━━ Extracted entries ━━

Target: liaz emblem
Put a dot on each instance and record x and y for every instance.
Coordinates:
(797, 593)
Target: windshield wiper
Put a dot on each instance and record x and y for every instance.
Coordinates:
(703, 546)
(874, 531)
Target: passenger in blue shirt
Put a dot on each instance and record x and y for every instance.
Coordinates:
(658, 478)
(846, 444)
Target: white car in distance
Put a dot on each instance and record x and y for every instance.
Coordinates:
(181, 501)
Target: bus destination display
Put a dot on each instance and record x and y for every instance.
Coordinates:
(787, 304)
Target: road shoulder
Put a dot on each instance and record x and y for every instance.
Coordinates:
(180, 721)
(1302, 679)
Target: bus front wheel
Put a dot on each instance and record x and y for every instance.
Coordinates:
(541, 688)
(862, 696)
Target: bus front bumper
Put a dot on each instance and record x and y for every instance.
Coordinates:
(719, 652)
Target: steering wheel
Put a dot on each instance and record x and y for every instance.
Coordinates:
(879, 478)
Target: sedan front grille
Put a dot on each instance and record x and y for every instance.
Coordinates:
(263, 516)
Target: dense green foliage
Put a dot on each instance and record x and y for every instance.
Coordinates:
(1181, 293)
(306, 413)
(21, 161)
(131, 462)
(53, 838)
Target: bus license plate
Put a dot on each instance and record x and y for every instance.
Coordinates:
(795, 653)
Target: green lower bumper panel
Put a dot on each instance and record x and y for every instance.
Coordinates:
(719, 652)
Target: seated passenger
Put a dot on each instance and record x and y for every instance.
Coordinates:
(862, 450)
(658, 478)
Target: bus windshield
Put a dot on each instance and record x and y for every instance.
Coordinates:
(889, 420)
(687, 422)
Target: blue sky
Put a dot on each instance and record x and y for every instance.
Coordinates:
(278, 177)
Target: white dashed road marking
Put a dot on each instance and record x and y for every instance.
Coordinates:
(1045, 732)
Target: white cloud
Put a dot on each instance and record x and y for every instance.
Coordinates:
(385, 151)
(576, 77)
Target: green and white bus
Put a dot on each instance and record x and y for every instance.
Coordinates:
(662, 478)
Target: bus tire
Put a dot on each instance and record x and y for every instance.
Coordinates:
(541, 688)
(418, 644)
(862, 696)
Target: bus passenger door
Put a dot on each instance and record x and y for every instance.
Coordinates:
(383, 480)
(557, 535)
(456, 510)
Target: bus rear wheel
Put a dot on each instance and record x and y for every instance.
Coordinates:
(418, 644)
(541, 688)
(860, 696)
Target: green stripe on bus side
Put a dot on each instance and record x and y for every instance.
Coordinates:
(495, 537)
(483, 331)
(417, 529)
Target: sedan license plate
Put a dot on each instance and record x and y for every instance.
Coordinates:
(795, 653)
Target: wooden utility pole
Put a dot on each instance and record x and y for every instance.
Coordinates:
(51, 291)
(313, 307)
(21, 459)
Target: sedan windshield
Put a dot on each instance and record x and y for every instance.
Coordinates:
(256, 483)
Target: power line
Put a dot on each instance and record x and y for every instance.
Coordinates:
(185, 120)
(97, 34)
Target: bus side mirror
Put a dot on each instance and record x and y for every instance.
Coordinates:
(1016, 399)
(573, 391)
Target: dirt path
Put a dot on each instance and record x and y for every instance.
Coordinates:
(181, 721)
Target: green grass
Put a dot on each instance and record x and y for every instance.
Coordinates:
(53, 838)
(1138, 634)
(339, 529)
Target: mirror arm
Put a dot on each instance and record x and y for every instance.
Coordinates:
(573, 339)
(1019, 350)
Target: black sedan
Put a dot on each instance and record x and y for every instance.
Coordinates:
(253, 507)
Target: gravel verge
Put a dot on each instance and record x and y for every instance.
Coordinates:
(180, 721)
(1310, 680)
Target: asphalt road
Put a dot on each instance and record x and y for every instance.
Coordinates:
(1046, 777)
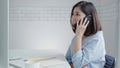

━━━

**Exercise details**. Switch every "Coordinates" in the listing above to "Points" and write the whole listing out again with nothing else changed. Leave the pictures out.

**Exercise output**.
Target: liaz emblem
Put a dot on each instance and record x and y for every instance.
Points:
(797, 593)
Target: windshield wiper
Put a dot on each instance and record x and y for every instance.
Points:
(703, 546)
(874, 531)
Target: passenger in blue shirt
Put a dot on each instance and record x and y for every instance.
Points:
(658, 478)
(846, 444)
Target: white car in distance
Put a dot on each instance and record x and y for every instance.
Points:
(181, 501)
Target: bus destination display
Put a dot on each instance and record x and y for every instance.
Points:
(787, 304)
Target: road shoulder
Put a dot on each instance and record x and y for every instance.
Points:
(180, 721)
(1302, 679)
Target: bus front wheel
Put a dot on each instance and record x and y for every instance.
Points:
(541, 688)
(862, 696)
Target: bus front bumper
Put a dot on each instance and record x and y for every instance.
Points:
(719, 652)
Target: steering wheel
Put a dot on each instance and record x and y for every instance.
Points:
(879, 478)
Target: sedan front grille
Put a dot on each instance and record x and y for every instance.
Points:
(263, 516)
Target: dense green foliage
Put a dot on each instance and record x and y for every instance.
Points:
(1181, 293)
(306, 413)
(21, 161)
(131, 462)
(53, 838)
Target: bus license plate
Put a dot on each instance and record x and y for every instance.
Points:
(795, 653)
Target: green lower bumper panel
Put a dot on each instance and record x and y for every instance.
Points:
(719, 652)
Target: seated passenger
Put a dot on each instance and record x and y for every instance.
Points:
(862, 450)
(658, 478)
Target: bus windshield
Put a dot on each instance and record x and y for every instance.
Points:
(889, 420)
(687, 422)
Target: blue sky
Put a dot on each instance and record x and y for every instance.
Points:
(278, 177)
Target: white dashed road marking
Put a dot on each instance and record x and y for every instance.
Points:
(1045, 732)
Target: white cloud
Put a dot on each instance and record x and y for every instance.
Points:
(385, 151)
(576, 77)
Target: green and white bus
Put a dot on each instance and record x and y for every instance.
Points:
(662, 478)
Target: bus tire
Put a dot on each instance and record x and y for every instance.
Points:
(541, 688)
(418, 644)
(862, 696)
Target: bus passenger door
Put a dot on each instance and record x and y for every instance.
Points:
(383, 480)
(557, 535)
(456, 510)
Target: bus rear wheel
Put a dot on each instance and record x and y for every instance.
Points:
(418, 644)
(541, 688)
(860, 696)
Target: green stripe on bus side
Put a dot on each instance and record x and y for every instance.
Points:
(495, 537)
(483, 331)
(417, 529)
Target: sedan license plate
Put a dot on each instance and record x and y for every instance.
Points:
(795, 653)
Target: wooden utility pole
Put a dot on each instance and record x and y for every instance.
Points:
(51, 291)
(313, 307)
(21, 459)
Target: sedan windshield
Put a dot on each instance and record x and y for every instance.
Points:
(256, 483)
Target: power line
Put a dot on each instance and record x and y for every instance.
Points:
(185, 120)
(97, 34)
Target: bus side mirror
Put a dot on each instance and record x and y for every instance.
Points:
(1016, 399)
(573, 391)
Target: dirt path
Put a dot on each instance and record x and y for every instance.
Points:
(181, 721)
Target: green grass
Put a dot on each instance and record x and y for every instance.
Points:
(53, 838)
(1138, 634)
(339, 529)
Target: mirror arm
Put a dot on each instance and record x and y for every instance.
Points:
(573, 339)
(1019, 350)
Target: black sedan
Put a dot on each instance and record x and y for every instance.
Points:
(253, 507)
Target: gravel verge
Put a dot on each instance and record x and y for every instance.
Points:
(180, 721)
(1310, 680)
Target: asphalt road
Put a dot on each instance and record x and y for every instance.
Points:
(1046, 777)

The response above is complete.